• Supplied records
^^^^

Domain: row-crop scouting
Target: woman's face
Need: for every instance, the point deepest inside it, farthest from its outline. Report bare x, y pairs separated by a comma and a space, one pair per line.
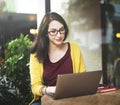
56, 32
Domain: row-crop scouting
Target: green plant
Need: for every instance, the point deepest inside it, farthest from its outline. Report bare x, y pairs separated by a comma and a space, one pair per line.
14, 73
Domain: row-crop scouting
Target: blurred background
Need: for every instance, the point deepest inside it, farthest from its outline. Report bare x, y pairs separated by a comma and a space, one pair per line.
93, 25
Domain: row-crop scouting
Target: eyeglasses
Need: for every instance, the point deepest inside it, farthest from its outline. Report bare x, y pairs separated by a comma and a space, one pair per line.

^^^^

Output the lines of all the entries above verbatim, leaving out the pictures.

• Written response
Domain: row-crop scouting
Target: woman's face
Need: for every instance, the point deepest inside it, farthest from its outline. Report bare x, y pairs separated by a comma and a space, one pair per line.
56, 32
Domain: row-crop scouting
Target: green plant
Need: for every instance, the point deepest inside it, farthest from its outline. Report bare x, y pairs separated by a comma and a space, one pair per line.
14, 73
Domain: row-crop scouting
Target: blurred background
Need: for every instance, the point deepest inside it, farthest from its outline. Report bare x, y pairs separated by a comma and a space, one pair per line.
93, 25
Domain: row-crop scouting
Target: eyeglasses
Need: for every instance, the point deepest inside it, farthest from its outline. Report bare x, y pairs separated by a comma and a space, one pair per line.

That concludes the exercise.